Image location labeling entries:
* START *

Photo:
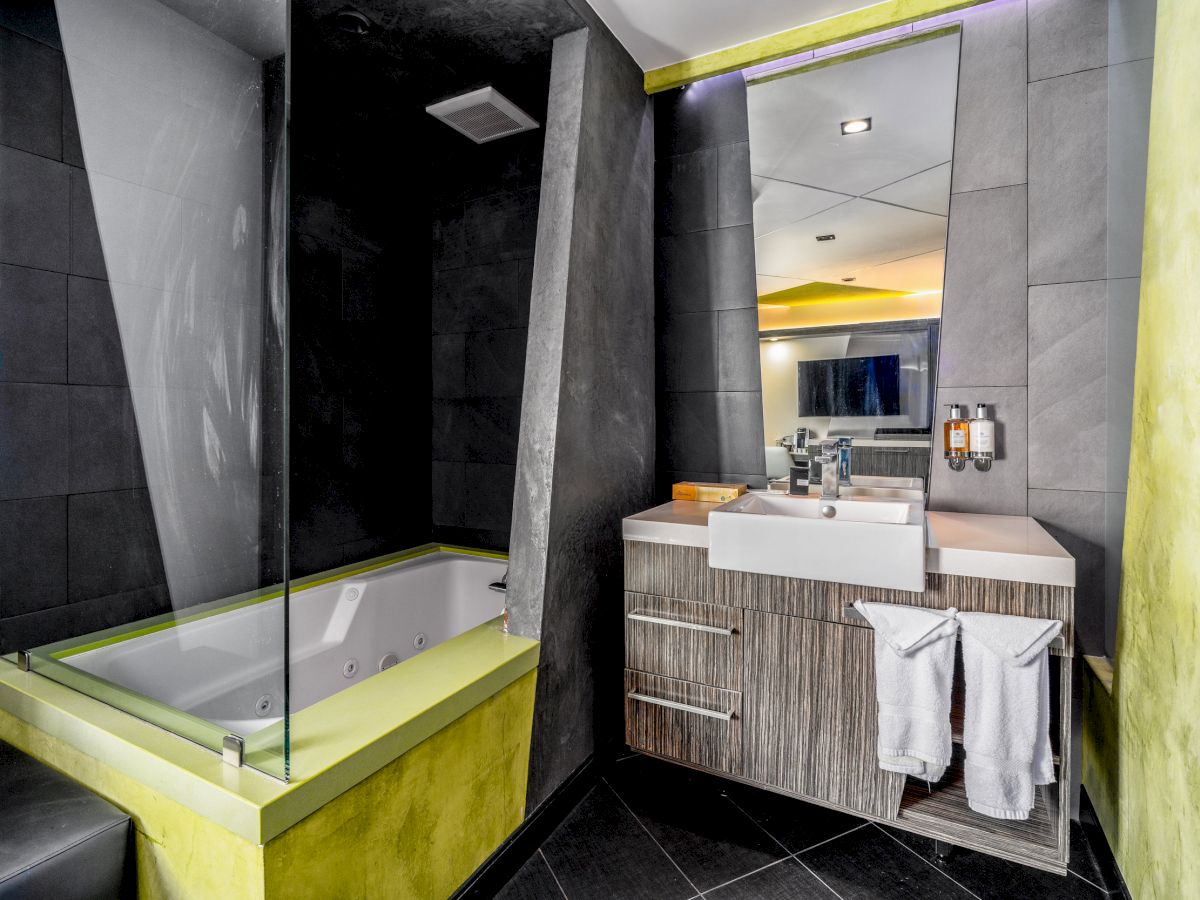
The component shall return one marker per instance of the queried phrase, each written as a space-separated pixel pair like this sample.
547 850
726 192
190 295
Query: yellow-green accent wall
415 828
813 36
1141 744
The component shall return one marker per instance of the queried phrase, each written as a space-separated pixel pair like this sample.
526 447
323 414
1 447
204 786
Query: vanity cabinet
766 679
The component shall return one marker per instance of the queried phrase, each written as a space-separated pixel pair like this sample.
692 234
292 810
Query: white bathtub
228 667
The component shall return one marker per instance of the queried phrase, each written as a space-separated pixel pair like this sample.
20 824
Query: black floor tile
993 879
795 823
601 851
865 865
533 881
785 881
687 811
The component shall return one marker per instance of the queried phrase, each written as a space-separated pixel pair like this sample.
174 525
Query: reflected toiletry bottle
957 437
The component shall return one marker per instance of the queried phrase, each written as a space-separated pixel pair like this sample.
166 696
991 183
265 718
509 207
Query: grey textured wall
586 455
81 550
1042 277
709 385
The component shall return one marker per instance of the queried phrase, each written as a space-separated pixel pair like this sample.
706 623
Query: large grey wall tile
984 309
706 189
33 325
1131 30
1005 490
1121 352
1067 36
34 210
738 351
707 270
30 95
106 454
689 352
94 341
1067 363
989 130
1128 149
1068 192
34 563
708 113
1075 519
34 429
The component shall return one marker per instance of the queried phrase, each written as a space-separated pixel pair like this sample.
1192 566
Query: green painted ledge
335 743
858 23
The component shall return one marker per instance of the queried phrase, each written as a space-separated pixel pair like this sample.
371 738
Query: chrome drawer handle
679 623
681 707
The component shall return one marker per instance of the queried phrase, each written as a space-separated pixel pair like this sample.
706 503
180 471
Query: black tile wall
81 549
483 262
709 389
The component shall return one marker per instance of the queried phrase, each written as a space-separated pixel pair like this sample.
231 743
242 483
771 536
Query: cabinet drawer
685 721
679 639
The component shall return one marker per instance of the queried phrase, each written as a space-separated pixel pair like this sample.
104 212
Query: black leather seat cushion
57 838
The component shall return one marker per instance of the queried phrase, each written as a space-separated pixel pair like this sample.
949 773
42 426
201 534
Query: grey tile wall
1050 327
709 385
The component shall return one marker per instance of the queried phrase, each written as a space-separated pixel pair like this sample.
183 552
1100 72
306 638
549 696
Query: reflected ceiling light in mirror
856 126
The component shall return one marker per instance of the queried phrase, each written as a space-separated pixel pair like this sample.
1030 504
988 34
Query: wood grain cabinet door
810 714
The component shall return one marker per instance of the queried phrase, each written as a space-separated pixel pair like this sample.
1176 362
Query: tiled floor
651 829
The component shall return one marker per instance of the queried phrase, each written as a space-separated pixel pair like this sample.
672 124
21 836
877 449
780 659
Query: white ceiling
885 193
658 33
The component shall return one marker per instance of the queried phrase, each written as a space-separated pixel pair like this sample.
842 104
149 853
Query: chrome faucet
834 459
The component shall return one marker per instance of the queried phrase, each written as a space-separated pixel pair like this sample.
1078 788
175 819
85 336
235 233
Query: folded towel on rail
913 676
1007 714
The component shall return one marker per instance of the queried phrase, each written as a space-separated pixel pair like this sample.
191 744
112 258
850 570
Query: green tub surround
408 779
1140 757
858 23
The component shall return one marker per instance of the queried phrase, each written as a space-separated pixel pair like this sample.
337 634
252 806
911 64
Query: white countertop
1005 547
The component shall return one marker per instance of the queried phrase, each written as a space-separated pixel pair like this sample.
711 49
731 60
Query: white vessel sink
870 540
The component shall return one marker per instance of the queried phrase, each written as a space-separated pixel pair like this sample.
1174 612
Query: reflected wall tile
34 425
1068 178
35 210
33 325
30 95
1067 385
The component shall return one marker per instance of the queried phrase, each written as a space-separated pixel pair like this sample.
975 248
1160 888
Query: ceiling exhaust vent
483 115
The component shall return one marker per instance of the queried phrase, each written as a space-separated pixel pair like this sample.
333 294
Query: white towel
1007 717
913 676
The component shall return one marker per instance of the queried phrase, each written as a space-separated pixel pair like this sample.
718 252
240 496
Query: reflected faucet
834 459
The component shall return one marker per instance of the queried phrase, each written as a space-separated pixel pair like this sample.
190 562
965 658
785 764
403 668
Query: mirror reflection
850 161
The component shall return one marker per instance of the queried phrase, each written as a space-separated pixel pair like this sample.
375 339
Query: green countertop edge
336 743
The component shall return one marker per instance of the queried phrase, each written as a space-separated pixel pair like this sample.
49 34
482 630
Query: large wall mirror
850 160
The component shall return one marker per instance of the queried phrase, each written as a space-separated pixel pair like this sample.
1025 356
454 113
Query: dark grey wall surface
709 384
78 546
484 235
1042 282
586 457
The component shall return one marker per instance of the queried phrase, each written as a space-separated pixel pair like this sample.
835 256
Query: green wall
1141 745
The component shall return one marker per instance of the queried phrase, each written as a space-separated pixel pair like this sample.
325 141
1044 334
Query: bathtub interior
223 669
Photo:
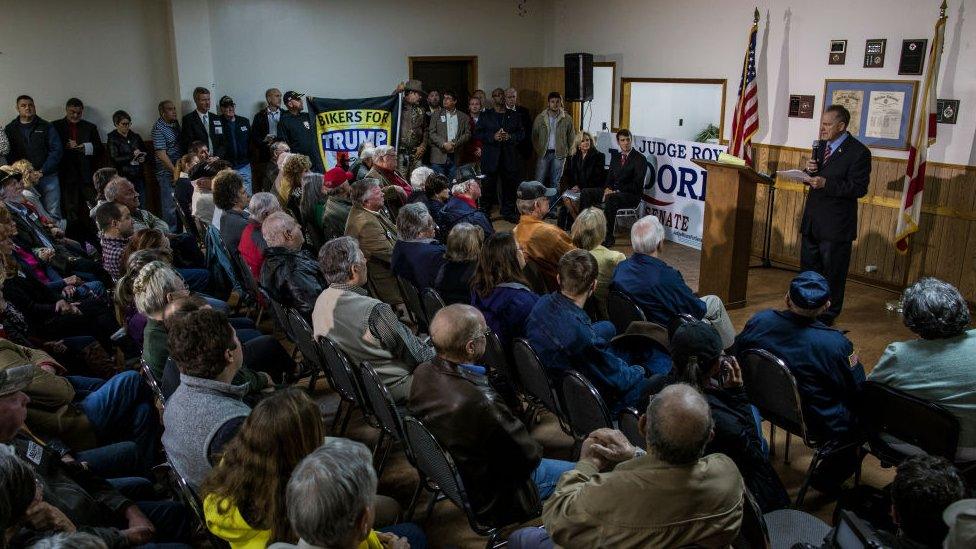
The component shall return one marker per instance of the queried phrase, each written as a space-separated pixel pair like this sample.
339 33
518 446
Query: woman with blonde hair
588 232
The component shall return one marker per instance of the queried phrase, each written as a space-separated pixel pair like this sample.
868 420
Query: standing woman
128 152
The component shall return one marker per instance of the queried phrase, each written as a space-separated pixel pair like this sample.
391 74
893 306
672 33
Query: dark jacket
192 129
42 147
831 211
506 309
657 288
586 172
828 374
120 151
492 449
457 211
418 261
629 177
299 131
500 155
233 143
292 278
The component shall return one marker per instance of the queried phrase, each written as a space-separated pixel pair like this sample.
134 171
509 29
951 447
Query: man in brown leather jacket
501 465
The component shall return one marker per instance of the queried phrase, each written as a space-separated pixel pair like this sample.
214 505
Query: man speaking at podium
841 169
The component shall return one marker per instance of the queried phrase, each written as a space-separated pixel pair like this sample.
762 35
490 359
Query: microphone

* END *

■ Task prompt:
Show every line of the material above that contains the string "floor", treating uppercase and lowercase as distinct.

■ Full response:
Query: black floor tile
Query: tiled floor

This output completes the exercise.